Stored entries =>
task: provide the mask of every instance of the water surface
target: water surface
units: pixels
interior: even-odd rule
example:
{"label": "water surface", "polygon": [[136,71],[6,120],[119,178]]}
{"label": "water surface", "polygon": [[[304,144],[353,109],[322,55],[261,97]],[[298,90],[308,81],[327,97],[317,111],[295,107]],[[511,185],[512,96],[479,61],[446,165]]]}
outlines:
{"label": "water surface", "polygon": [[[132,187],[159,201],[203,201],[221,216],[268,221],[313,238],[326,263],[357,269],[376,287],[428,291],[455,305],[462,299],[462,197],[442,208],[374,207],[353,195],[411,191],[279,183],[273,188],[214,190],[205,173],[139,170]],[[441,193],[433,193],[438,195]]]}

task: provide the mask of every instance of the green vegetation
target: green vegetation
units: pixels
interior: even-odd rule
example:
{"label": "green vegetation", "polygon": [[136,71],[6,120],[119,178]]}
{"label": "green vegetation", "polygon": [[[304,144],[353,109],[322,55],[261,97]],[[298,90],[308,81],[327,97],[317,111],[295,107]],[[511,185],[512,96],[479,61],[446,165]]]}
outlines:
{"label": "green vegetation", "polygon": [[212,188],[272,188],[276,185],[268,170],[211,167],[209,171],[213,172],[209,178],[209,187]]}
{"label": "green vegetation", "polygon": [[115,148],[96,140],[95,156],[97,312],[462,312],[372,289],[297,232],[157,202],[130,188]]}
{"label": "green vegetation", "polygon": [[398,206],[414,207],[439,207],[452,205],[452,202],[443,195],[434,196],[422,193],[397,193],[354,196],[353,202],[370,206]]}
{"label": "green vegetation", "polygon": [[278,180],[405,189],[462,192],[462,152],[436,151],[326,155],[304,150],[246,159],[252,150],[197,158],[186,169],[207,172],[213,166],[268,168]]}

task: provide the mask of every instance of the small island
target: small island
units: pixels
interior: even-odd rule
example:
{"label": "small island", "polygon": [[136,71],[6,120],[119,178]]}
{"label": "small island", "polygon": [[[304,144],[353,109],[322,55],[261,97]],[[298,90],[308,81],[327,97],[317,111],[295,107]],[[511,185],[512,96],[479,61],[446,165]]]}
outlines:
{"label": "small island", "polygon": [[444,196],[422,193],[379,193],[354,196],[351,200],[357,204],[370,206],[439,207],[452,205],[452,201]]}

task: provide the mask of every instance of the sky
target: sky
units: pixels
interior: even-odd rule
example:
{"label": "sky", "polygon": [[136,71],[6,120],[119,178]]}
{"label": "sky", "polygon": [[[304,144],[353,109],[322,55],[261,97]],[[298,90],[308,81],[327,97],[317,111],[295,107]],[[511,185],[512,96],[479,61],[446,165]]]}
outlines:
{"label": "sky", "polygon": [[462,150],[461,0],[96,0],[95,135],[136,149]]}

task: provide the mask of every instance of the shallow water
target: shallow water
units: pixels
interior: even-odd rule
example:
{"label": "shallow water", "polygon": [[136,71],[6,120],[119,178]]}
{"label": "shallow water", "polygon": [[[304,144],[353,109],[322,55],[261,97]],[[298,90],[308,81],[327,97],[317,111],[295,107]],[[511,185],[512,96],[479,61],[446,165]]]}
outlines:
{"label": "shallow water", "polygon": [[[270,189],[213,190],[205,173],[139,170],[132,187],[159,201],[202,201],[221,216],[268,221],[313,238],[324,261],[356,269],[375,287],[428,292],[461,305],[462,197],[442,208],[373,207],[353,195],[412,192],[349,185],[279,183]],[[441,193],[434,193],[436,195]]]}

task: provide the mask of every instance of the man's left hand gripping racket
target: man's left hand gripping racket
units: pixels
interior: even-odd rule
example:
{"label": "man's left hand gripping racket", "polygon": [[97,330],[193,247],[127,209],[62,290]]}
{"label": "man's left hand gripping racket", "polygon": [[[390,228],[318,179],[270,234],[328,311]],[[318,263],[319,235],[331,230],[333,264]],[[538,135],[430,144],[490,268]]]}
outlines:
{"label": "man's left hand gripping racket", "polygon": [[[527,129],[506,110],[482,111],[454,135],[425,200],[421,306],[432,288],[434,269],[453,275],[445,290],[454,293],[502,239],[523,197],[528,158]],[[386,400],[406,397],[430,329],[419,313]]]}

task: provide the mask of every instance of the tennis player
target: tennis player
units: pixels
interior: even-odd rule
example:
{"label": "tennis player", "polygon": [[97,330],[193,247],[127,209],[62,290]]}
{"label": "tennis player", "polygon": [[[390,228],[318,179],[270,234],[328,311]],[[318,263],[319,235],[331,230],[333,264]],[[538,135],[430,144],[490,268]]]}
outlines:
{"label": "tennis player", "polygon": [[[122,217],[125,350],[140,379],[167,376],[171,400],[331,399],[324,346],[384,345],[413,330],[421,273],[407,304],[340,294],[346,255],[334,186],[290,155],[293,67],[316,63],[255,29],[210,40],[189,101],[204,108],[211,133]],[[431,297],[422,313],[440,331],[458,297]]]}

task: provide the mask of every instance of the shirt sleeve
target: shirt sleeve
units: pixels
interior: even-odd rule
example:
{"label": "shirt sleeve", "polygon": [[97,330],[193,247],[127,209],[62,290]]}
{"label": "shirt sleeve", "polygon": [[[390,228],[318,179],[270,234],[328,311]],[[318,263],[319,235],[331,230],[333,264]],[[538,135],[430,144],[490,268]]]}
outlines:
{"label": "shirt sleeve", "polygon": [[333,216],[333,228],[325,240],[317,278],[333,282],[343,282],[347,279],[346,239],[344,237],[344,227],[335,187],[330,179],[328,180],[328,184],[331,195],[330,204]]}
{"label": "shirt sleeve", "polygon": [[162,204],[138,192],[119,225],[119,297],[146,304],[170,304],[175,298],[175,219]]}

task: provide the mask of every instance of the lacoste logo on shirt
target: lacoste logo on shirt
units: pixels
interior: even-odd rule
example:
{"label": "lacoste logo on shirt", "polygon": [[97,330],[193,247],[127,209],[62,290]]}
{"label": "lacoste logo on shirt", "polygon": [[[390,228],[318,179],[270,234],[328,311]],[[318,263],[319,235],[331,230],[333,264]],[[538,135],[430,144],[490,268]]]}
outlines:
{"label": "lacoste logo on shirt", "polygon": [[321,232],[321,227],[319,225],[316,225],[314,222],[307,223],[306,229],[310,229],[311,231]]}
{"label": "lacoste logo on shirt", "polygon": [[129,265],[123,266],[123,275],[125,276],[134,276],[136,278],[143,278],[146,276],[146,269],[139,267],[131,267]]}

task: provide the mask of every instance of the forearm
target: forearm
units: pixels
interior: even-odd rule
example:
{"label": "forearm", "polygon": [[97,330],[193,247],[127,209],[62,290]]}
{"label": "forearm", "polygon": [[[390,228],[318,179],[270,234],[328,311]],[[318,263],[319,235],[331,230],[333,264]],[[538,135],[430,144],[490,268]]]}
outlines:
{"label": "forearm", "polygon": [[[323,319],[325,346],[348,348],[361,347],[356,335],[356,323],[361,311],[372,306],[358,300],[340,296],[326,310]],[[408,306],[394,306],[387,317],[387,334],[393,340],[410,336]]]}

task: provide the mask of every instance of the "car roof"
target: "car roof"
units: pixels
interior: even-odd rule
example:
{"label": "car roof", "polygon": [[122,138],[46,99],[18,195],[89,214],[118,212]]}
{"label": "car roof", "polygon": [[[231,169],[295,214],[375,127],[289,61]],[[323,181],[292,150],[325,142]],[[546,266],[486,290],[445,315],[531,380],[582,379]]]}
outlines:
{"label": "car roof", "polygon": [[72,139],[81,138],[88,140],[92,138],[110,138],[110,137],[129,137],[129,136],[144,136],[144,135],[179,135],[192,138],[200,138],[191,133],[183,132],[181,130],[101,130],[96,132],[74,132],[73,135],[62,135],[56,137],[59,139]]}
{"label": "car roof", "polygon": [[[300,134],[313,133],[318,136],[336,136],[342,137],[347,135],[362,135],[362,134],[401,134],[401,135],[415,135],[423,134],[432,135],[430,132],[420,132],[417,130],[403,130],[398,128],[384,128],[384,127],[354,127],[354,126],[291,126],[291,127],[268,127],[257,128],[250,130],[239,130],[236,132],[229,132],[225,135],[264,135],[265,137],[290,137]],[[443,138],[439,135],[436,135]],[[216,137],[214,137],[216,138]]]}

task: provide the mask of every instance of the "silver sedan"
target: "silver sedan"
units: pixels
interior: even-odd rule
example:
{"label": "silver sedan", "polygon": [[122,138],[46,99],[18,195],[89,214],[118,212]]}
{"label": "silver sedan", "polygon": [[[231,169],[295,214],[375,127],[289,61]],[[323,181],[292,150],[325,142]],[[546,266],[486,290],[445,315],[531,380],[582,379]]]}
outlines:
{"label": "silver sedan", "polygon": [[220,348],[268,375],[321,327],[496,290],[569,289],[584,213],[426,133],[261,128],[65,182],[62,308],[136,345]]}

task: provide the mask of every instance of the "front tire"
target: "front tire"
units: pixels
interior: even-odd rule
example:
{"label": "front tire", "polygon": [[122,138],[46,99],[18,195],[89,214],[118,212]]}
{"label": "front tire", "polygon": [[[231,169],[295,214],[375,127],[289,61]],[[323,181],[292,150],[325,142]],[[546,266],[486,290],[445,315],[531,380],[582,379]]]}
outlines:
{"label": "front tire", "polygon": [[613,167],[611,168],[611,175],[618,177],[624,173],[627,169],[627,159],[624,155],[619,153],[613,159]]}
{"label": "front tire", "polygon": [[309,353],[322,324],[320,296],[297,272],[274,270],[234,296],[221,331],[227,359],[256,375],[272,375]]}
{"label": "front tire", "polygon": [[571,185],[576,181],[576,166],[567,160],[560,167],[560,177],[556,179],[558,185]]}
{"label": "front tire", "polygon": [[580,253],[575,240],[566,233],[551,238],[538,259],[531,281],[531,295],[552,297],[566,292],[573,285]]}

BRIEF => Show each line from the items above that contains the word "lacoste", copying those lines in full.

RESULT FOR THIS TASK =>
task: provide the mask of every instance of the lacoste logo on shirt
target: lacoste logo on shirt
{"label": "lacoste logo on shirt", "polygon": [[97,330],[193,247],[127,209],[62,290]]}
{"label": "lacoste logo on shirt", "polygon": [[[390,228],[318,179],[270,234],[328,311]],[[318,263],[319,235],[331,230],[333,264]],[[538,135],[430,144],[490,268]]]}
{"label": "lacoste logo on shirt", "polygon": [[321,232],[321,227],[319,225],[316,225],[314,222],[307,223],[306,229],[310,229],[311,231]]}
{"label": "lacoste logo on shirt", "polygon": [[129,265],[123,266],[123,275],[125,276],[134,276],[136,278],[143,278],[146,276],[146,269],[139,267],[131,267]]}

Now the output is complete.